Data entries:
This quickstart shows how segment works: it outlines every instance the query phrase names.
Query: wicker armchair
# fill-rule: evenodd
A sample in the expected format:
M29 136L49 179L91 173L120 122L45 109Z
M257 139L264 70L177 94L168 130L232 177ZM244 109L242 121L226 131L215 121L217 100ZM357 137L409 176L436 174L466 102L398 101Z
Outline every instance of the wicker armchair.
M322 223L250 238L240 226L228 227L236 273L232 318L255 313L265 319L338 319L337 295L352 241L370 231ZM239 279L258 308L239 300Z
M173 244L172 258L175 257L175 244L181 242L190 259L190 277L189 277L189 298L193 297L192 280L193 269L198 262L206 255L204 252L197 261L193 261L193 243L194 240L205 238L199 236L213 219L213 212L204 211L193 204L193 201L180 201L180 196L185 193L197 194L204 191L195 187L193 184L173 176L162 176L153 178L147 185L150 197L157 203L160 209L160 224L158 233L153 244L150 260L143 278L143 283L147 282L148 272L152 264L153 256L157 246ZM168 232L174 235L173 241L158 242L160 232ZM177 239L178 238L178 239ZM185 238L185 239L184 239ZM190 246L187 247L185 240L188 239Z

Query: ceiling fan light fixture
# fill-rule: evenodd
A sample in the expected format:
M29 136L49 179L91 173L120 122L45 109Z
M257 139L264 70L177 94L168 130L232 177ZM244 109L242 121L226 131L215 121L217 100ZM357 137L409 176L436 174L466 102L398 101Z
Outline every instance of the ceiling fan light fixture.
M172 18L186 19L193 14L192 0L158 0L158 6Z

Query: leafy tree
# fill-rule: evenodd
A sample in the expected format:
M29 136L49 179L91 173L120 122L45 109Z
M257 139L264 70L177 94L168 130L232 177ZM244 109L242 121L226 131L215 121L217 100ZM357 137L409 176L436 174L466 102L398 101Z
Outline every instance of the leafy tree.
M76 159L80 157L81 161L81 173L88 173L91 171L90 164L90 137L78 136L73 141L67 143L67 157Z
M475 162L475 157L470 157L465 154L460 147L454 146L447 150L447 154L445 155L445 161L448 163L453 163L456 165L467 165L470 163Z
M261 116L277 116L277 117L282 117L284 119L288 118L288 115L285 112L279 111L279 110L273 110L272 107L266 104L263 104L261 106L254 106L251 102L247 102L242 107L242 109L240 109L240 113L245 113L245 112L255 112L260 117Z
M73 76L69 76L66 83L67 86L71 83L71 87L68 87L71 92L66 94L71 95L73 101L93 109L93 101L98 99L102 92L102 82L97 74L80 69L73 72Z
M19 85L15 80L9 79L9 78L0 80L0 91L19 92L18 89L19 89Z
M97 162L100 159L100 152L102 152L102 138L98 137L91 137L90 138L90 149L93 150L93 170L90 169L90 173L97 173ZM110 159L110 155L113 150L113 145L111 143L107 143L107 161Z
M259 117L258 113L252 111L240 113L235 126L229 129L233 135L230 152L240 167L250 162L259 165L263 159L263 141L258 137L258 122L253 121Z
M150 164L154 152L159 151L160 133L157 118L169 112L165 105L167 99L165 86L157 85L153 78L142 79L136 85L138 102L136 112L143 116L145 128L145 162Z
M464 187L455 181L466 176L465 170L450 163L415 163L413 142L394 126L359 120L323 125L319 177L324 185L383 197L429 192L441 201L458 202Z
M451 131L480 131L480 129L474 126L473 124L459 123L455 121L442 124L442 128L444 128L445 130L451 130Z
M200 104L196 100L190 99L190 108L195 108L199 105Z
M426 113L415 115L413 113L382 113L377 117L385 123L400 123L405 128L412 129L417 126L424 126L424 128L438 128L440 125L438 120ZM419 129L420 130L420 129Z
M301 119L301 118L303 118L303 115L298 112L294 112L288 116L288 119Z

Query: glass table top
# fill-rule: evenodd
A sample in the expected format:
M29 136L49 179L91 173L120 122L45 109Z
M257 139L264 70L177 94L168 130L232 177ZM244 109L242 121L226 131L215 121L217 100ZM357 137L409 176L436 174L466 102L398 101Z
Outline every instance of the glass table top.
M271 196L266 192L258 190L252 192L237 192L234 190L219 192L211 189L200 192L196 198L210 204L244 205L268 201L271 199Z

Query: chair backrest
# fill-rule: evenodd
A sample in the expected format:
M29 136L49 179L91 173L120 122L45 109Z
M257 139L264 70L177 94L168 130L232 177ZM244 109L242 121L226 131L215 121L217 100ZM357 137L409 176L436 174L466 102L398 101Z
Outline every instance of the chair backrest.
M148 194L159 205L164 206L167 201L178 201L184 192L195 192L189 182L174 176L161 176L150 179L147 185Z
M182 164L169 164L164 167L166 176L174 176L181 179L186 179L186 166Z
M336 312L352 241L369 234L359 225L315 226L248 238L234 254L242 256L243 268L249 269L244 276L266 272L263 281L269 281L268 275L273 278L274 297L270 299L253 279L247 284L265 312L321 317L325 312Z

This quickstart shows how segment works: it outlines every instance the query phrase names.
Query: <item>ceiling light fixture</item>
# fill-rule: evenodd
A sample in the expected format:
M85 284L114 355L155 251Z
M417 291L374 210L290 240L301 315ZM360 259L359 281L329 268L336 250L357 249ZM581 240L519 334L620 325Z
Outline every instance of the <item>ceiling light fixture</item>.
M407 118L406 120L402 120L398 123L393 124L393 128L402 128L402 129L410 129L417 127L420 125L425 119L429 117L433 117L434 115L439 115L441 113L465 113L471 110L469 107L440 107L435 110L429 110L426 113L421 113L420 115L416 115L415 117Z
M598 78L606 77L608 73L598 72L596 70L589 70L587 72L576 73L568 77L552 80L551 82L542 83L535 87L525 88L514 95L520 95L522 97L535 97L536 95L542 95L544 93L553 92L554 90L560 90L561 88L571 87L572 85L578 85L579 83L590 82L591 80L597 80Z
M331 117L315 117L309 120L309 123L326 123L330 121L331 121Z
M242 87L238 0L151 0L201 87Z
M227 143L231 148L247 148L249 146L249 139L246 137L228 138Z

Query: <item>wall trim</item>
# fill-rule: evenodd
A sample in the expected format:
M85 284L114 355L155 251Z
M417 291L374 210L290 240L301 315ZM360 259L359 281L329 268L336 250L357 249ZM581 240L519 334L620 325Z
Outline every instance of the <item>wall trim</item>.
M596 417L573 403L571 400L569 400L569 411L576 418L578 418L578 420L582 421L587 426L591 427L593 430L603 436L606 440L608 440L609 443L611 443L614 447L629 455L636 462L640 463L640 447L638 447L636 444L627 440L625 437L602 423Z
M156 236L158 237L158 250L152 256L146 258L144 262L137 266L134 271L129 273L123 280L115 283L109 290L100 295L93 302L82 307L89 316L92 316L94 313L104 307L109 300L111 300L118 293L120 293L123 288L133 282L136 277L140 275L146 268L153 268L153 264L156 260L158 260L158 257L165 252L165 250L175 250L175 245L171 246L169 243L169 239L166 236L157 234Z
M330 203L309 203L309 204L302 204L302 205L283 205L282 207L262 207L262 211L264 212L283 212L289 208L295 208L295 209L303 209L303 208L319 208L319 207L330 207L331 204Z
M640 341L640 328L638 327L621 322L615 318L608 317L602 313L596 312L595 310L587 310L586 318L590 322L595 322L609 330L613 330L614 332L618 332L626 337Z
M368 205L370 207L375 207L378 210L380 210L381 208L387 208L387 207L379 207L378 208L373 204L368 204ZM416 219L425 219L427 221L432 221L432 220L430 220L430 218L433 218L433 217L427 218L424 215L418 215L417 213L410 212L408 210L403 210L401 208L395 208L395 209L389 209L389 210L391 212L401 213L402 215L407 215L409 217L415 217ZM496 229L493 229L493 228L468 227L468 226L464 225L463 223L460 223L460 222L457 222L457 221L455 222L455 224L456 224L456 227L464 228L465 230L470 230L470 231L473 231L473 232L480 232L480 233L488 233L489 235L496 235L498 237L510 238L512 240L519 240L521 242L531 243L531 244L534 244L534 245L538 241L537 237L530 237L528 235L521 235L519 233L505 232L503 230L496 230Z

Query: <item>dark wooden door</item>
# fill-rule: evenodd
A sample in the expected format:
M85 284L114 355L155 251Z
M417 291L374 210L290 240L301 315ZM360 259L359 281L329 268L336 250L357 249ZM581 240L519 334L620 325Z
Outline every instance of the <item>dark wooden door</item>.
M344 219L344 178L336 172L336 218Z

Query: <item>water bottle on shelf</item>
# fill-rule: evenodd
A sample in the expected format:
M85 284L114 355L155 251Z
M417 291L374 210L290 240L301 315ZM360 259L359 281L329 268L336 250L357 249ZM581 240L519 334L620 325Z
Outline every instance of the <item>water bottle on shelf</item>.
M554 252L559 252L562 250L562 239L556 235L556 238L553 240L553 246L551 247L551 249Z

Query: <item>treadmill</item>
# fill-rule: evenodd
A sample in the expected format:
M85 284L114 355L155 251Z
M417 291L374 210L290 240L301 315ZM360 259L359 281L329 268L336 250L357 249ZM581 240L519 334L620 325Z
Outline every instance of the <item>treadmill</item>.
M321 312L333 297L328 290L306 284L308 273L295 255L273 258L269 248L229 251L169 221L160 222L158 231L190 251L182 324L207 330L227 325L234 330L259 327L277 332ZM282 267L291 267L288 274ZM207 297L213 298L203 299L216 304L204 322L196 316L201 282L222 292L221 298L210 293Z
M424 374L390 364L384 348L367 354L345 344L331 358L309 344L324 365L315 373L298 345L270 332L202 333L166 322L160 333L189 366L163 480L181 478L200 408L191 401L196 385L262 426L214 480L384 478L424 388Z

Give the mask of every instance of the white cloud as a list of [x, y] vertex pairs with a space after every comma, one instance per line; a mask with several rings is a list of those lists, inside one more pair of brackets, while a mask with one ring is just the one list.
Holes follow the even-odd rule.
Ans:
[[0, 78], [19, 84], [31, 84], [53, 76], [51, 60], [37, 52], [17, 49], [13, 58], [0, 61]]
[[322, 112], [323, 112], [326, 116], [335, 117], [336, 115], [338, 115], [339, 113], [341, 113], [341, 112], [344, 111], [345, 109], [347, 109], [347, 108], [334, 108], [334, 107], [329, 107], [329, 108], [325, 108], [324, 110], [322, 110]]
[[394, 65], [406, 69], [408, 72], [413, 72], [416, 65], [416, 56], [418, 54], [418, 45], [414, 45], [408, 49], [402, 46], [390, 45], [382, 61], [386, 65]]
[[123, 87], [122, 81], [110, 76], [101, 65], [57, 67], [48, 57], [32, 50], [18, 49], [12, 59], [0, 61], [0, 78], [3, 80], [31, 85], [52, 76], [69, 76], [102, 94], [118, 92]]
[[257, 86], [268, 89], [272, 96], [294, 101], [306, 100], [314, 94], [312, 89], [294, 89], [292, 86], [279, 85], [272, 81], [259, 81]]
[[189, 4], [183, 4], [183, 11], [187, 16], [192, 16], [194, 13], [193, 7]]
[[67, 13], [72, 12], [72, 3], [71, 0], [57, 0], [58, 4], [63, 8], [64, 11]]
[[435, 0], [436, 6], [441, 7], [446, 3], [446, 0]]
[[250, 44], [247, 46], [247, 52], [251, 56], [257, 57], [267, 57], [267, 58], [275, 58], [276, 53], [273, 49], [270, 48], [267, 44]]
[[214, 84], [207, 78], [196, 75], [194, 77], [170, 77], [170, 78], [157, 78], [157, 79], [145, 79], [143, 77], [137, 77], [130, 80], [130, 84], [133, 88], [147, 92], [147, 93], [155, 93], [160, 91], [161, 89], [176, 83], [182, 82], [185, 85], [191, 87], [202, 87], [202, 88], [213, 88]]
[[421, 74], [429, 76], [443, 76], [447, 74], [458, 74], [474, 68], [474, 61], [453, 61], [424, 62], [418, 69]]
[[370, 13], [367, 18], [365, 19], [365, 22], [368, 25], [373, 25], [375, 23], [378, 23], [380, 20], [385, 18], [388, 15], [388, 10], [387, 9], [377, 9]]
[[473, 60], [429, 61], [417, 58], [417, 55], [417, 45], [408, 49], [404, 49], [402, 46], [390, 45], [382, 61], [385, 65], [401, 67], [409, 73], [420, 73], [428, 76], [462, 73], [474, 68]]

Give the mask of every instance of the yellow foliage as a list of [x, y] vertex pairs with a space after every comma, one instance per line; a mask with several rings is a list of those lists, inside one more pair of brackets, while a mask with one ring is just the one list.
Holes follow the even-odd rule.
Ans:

◆ **EXERCISE DESCRIPTION**: Which lines in the entries above contain "just"? Pull each of them out.

◆ **FINISHED EXERCISE**:
Give the mask of every instance of the white cloud as a list of [x, y] vertex pairs with a space after every comma, one instance per line; a mask with several rings is a list of those lists, inside one more pair of brackets, while a mask with one ring is just the one list.
Give the mask of every instance of the yellow foliage as a list of [x, y] vertex pairs with a space after every comma, one instance per line; a mask with several rings is a list of those lists, inside one more pair of brackets, while a mask with one ring is just the one list.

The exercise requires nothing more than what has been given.